_What this task involves_: Pull out each line in the listing below that contains the word "shirt". Case counts.

-- Start of Stored data --

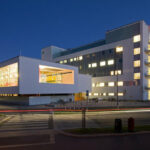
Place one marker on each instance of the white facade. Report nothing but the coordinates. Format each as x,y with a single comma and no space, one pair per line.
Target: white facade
139,91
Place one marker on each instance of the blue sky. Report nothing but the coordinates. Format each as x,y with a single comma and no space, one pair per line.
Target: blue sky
29,25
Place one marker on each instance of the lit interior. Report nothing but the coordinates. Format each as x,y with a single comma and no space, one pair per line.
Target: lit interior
9,75
55,75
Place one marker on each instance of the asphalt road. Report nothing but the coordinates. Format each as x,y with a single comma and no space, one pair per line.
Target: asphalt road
30,131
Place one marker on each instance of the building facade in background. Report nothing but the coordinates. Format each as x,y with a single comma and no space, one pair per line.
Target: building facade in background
119,64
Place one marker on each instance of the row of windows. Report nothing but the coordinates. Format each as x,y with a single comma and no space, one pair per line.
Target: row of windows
8,94
106,94
110,84
72,59
102,63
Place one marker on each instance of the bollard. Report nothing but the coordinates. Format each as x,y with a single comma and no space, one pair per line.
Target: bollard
131,124
83,118
118,125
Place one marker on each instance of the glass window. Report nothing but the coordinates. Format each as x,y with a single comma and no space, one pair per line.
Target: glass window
120,83
65,61
95,94
136,76
94,65
9,75
111,83
111,94
80,57
137,63
119,49
48,74
71,60
102,84
102,63
111,73
110,62
136,38
120,94
136,51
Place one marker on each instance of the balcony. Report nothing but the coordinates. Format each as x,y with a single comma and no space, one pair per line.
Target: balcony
147,75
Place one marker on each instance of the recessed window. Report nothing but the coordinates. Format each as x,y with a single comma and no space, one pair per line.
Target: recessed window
104,94
89,66
136,51
136,38
102,84
110,62
111,94
137,63
93,84
119,49
65,61
94,65
95,94
71,60
80,57
50,74
111,83
102,63
120,94
136,76
117,72
120,83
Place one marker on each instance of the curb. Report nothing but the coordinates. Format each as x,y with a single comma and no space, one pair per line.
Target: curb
100,135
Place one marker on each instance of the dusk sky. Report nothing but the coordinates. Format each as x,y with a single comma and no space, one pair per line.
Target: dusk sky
30,25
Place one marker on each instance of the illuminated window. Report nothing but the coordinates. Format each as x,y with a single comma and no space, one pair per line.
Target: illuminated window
111,94
102,63
136,38
148,46
93,84
136,76
120,83
119,49
104,94
120,94
111,73
111,83
137,63
94,65
110,62
117,72
48,74
95,94
9,75
136,51
102,84
65,61
80,57
89,65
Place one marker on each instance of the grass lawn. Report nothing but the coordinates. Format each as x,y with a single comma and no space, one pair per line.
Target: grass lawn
105,130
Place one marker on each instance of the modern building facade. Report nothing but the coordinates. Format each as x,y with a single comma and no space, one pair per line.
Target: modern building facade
119,64
40,81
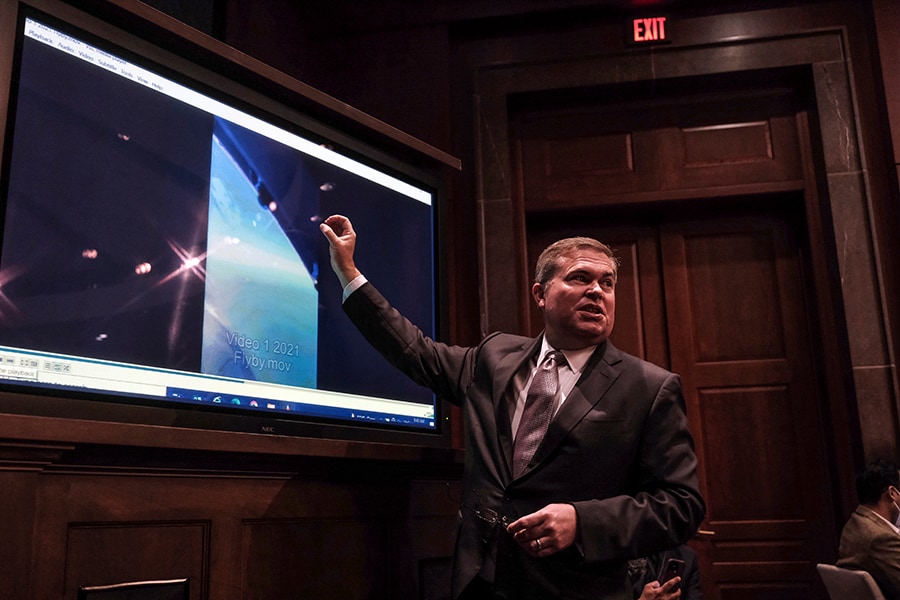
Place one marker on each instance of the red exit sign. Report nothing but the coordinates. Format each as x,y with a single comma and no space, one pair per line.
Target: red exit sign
649,30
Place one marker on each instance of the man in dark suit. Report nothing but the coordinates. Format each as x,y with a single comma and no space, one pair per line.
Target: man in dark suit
870,540
614,477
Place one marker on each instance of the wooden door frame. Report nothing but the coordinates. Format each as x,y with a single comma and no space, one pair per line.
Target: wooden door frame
834,189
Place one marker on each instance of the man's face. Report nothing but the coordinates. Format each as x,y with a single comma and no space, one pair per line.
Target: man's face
579,302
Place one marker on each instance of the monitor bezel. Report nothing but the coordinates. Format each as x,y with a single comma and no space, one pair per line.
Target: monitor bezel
164,41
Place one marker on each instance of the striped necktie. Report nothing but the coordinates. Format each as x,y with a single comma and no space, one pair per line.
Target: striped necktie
539,404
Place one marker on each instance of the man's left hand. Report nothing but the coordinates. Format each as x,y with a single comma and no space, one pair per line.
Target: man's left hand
546,531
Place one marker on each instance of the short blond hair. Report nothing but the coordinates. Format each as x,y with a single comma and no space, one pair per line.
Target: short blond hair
549,261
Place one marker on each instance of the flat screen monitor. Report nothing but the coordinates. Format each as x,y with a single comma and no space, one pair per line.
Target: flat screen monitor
161,246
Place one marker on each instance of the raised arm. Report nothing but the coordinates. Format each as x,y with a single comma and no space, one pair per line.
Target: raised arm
342,244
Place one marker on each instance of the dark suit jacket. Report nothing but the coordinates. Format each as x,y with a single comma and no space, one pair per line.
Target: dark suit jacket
869,544
618,450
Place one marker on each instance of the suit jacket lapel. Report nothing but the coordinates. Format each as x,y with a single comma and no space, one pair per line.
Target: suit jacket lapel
505,372
599,374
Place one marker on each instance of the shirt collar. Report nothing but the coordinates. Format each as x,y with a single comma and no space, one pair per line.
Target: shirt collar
576,359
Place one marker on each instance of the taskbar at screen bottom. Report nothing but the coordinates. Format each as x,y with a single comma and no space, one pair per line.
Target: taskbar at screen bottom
285,408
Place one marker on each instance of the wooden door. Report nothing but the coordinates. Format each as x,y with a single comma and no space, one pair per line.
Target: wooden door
721,301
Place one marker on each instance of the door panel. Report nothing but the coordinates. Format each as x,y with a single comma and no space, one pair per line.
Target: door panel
739,333
702,197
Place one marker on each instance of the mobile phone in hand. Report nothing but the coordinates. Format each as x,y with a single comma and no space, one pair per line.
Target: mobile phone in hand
673,567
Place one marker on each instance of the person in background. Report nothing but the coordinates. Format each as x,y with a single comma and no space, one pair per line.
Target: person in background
644,573
870,540
614,477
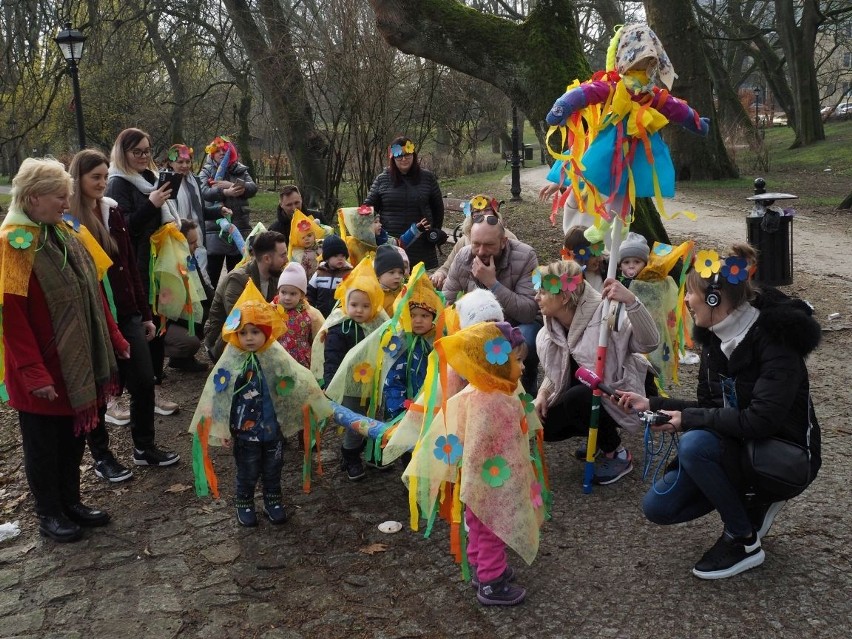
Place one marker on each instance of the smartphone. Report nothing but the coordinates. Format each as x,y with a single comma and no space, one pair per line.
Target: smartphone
174,179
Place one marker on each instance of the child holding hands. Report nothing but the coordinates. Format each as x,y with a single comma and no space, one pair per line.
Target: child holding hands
254,397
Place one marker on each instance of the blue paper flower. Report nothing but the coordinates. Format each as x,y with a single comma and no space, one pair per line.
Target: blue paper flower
735,269
233,321
393,345
497,350
221,379
537,279
448,449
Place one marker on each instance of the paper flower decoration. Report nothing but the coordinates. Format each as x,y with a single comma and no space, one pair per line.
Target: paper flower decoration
363,373
495,471
20,239
735,269
497,350
570,283
448,449
221,379
551,283
479,203
285,386
707,263
535,495
527,401
73,221
393,345
536,277
582,254
233,321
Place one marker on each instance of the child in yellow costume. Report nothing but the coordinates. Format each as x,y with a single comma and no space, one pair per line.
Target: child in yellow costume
256,395
387,369
359,314
303,246
362,231
479,442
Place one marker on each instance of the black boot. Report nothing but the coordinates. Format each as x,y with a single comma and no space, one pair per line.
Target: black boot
352,463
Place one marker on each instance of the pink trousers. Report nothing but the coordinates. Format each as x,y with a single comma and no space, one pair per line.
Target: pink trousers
485,551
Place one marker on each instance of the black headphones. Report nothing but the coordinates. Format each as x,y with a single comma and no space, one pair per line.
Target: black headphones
713,294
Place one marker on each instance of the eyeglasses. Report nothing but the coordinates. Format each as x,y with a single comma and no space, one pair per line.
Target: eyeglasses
490,218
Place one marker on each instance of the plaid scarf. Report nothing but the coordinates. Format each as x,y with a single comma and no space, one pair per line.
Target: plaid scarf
68,279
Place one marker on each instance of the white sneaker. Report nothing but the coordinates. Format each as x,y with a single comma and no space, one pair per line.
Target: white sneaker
163,406
116,413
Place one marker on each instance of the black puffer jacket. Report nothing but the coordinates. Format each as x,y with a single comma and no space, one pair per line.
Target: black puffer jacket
770,377
239,205
401,205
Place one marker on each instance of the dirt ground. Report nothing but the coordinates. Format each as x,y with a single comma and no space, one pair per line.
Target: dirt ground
173,565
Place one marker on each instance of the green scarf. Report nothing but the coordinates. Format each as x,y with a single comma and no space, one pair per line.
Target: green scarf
67,277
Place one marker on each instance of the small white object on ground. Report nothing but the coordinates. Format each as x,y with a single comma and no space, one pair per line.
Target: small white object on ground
390,526
689,358
9,530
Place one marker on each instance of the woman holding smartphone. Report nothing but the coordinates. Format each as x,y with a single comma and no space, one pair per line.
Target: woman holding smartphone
225,179
133,178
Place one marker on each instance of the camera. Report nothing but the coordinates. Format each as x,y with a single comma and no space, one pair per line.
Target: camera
655,419
436,236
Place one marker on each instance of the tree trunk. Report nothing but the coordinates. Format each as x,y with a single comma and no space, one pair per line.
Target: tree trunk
267,40
799,44
695,158
531,62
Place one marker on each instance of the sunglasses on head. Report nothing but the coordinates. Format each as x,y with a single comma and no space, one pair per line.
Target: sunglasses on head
491,218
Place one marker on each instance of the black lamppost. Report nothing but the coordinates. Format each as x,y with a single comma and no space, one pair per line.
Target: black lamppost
516,158
756,107
70,42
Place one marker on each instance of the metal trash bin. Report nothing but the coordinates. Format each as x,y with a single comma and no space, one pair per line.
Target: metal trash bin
770,232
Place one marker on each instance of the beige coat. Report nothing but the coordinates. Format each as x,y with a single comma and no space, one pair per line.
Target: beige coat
625,369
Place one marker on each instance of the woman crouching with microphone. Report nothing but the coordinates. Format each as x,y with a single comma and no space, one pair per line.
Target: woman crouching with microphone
752,385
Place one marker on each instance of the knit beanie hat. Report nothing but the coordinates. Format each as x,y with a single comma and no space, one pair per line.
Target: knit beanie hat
387,259
479,305
333,245
294,275
634,245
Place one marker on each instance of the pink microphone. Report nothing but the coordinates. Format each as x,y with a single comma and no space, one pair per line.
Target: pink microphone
590,379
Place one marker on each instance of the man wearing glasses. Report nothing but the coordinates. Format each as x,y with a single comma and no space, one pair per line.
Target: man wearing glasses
503,266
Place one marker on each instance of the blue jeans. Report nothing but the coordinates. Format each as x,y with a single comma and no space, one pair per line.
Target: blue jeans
529,379
258,460
703,486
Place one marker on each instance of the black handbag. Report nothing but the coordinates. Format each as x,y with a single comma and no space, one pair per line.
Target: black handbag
777,468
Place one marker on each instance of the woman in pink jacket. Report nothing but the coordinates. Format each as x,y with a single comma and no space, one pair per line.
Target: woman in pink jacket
573,313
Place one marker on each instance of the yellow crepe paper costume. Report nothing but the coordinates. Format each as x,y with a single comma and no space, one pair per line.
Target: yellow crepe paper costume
362,278
299,403
475,452
176,289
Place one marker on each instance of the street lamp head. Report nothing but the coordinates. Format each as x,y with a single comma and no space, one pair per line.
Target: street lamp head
70,42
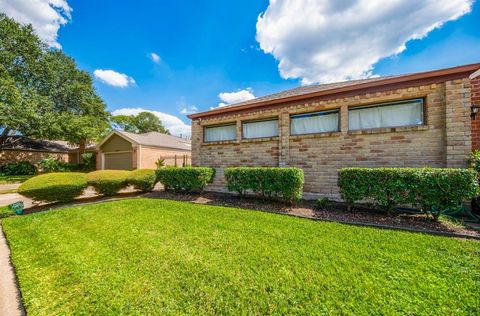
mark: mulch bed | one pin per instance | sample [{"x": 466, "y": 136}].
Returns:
[{"x": 335, "y": 211}]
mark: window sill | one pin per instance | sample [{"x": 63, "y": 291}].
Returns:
[
  {"x": 261, "y": 139},
  {"x": 389, "y": 130},
  {"x": 221, "y": 142},
  {"x": 316, "y": 135}
]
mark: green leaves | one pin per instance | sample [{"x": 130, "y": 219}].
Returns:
[
  {"x": 54, "y": 187},
  {"x": 433, "y": 189},
  {"x": 284, "y": 183},
  {"x": 143, "y": 122},
  {"x": 190, "y": 179}
]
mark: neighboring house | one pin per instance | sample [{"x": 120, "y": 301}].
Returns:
[
  {"x": 19, "y": 148},
  {"x": 413, "y": 120},
  {"x": 126, "y": 151}
]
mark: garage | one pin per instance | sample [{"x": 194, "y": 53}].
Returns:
[{"x": 118, "y": 161}]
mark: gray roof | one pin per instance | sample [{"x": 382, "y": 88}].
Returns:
[{"x": 156, "y": 139}]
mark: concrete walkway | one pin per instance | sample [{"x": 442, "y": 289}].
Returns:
[{"x": 10, "y": 299}]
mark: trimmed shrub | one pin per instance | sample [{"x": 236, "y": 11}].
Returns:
[
  {"x": 18, "y": 169},
  {"x": 190, "y": 179},
  {"x": 284, "y": 183},
  {"x": 54, "y": 187},
  {"x": 108, "y": 182},
  {"x": 142, "y": 179},
  {"x": 433, "y": 189}
]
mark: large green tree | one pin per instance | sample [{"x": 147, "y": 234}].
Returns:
[
  {"x": 143, "y": 122},
  {"x": 42, "y": 92}
]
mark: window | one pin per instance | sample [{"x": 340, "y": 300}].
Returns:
[
  {"x": 260, "y": 129},
  {"x": 311, "y": 123},
  {"x": 405, "y": 113},
  {"x": 220, "y": 133}
]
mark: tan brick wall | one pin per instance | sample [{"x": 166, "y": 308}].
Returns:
[
  {"x": 443, "y": 141},
  {"x": 475, "y": 86},
  {"x": 7, "y": 156},
  {"x": 151, "y": 154}
]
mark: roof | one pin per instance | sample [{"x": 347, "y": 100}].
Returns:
[
  {"x": 153, "y": 139},
  {"x": 336, "y": 89},
  {"x": 18, "y": 142}
]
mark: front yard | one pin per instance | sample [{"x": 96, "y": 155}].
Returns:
[{"x": 149, "y": 256}]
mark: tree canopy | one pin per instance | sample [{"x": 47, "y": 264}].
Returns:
[
  {"x": 143, "y": 122},
  {"x": 42, "y": 92}
]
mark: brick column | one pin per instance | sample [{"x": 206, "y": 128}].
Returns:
[
  {"x": 196, "y": 141},
  {"x": 344, "y": 119},
  {"x": 475, "y": 86},
  {"x": 457, "y": 122},
  {"x": 283, "y": 139}
]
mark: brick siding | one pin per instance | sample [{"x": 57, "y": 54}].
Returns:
[{"x": 443, "y": 141}]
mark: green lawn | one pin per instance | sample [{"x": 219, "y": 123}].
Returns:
[
  {"x": 14, "y": 179},
  {"x": 144, "y": 256}
]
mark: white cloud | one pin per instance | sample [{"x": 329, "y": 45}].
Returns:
[
  {"x": 325, "y": 41},
  {"x": 46, "y": 16},
  {"x": 175, "y": 125},
  {"x": 113, "y": 78},
  {"x": 235, "y": 97},
  {"x": 155, "y": 58},
  {"x": 188, "y": 109}
]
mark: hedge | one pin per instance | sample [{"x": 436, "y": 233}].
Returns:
[
  {"x": 190, "y": 179},
  {"x": 18, "y": 168},
  {"x": 53, "y": 187},
  {"x": 284, "y": 183},
  {"x": 108, "y": 182},
  {"x": 142, "y": 179},
  {"x": 434, "y": 190}
]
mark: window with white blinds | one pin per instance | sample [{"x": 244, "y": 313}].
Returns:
[
  {"x": 260, "y": 129},
  {"x": 220, "y": 133},
  {"x": 316, "y": 122},
  {"x": 405, "y": 113}
]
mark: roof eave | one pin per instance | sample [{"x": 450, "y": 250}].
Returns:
[{"x": 466, "y": 69}]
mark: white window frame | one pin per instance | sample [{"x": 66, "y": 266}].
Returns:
[
  {"x": 318, "y": 113},
  {"x": 386, "y": 104},
  {"x": 234, "y": 124},
  {"x": 258, "y": 121}
]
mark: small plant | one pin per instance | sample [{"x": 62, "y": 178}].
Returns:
[
  {"x": 160, "y": 163},
  {"x": 18, "y": 168},
  {"x": 143, "y": 179},
  {"x": 283, "y": 183},
  {"x": 53, "y": 187},
  {"x": 322, "y": 203},
  {"x": 108, "y": 182},
  {"x": 190, "y": 179}
]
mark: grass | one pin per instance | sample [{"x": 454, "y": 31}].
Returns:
[
  {"x": 145, "y": 256},
  {"x": 14, "y": 179}
]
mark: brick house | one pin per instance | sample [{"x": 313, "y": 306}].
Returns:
[
  {"x": 413, "y": 120},
  {"x": 127, "y": 151}
]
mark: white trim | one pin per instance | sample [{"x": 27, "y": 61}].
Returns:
[
  {"x": 475, "y": 74},
  {"x": 118, "y": 152},
  {"x": 118, "y": 134}
]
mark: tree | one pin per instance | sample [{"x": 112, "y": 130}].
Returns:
[
  {"x": 143, "y": 122},
  {"x": 42, "y": 92}
]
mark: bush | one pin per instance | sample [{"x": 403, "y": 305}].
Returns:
[
  {"x": 108, "y": 182},
  {"x": 143, "y": 179},
  {"x": 18, "y": 169},
  {"x": 284, "y": 183},
  {"x": 190, "y": 179},
  {"x": 50, "y": 164},
  {"x": 53, "y": 187},
  {"x": 433, "y": 189}
]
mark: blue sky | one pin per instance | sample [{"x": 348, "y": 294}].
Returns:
[{"x": 206, "y": 48}]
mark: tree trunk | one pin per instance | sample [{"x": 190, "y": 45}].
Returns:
[{"x": 3, "y": 136}]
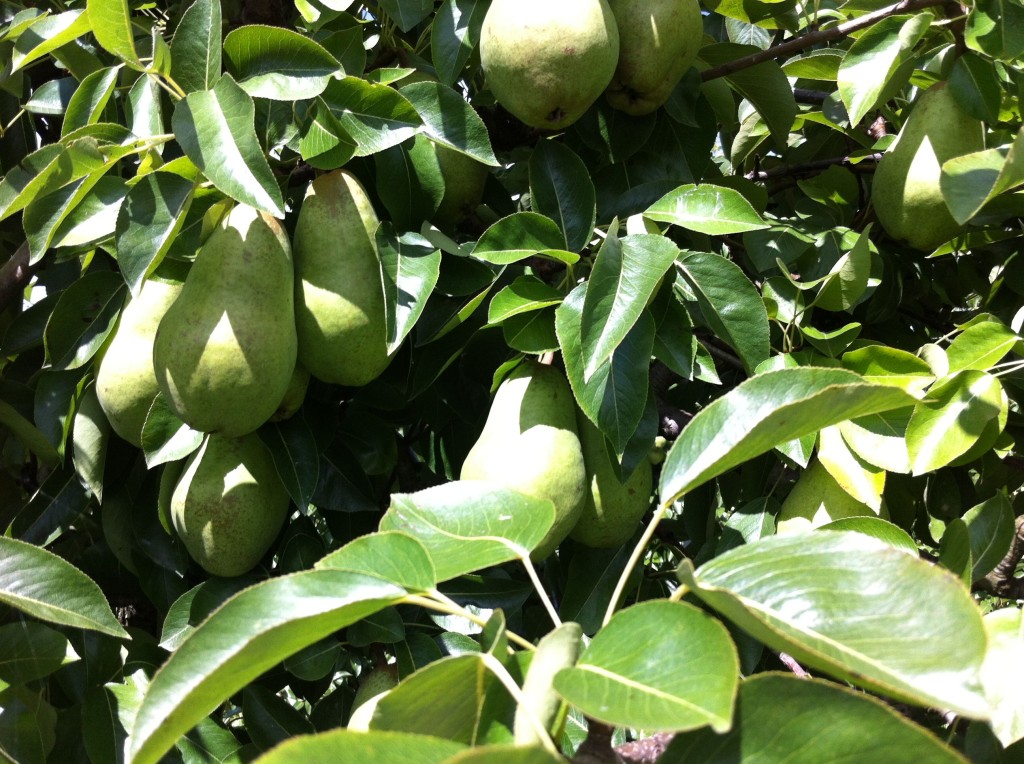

-- End of Stored data --

_Finished answer_:
Place one marker on each instance of the shirt collar. Report nothing but the coordinates. Format each as x,y with a single comma and no space, one pair per line.
Target: shirt collar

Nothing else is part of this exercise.